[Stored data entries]

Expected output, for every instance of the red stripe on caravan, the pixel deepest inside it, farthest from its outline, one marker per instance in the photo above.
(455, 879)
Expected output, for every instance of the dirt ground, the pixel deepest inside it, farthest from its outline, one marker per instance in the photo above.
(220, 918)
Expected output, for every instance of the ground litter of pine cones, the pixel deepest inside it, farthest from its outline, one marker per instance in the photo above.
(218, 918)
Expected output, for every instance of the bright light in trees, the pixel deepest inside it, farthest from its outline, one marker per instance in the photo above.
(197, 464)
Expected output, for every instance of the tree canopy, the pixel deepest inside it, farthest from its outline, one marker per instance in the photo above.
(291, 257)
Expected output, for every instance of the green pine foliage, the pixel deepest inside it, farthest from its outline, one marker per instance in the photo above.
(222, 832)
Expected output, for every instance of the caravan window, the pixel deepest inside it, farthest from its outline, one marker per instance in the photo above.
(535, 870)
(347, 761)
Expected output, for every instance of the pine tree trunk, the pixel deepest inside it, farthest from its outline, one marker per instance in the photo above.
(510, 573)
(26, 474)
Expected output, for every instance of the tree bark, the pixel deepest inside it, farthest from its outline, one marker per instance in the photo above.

- PROBLEM REQUIREMENTS
Precisely as given, transcribe all of the entries above.

- REPLY
Expected output, for every instance of the red stripe on caravan, the pixel deepest inside it, farthest from its outline, one marker per instance in the photo above.
(455, 879)
Expected output, for every instance of the dirt ground, the pixel deepest inside it, farthest from its outline, one marker per instance in the photo above.
(220, 918)
Expected output, for every instance of the ground litter of pine cones, the pixel deepest inside it, farthest from its outline, one marker per instance in the photo above.
(218, 918)
Expected output, for every instance of the bright light in trees, the pixel deepest inside it, farthest from its outline, one marker per instance in the photo above.
(197, 464)
Expected output, for every instance of the tree canopy, the pixel deepest inside it, farthest from its outline, one marker per instance in the photo above.
(291, 257)
Expected output, for every instance of the green pine foliage, the pixel deepest inside it, farthest from its outline, one marker per instance in the photo above.
(222, 832)
Expected output, for every instance of the caravan window, the pixel deepest inside it, farthest from its outline, one marker per instance in the photo above.
(535, 870)
(347, 761)
Expected output, for every instance of the pine tree trunk, the pixel deepest inside it, farthest from its outline, one marker per instance in the photo above.
(510, 573)
(26, 474)
Expected output, for every instance of the tree bark, the pixel deepest inside it, farthest from its outline, one marker per instance in the photo above.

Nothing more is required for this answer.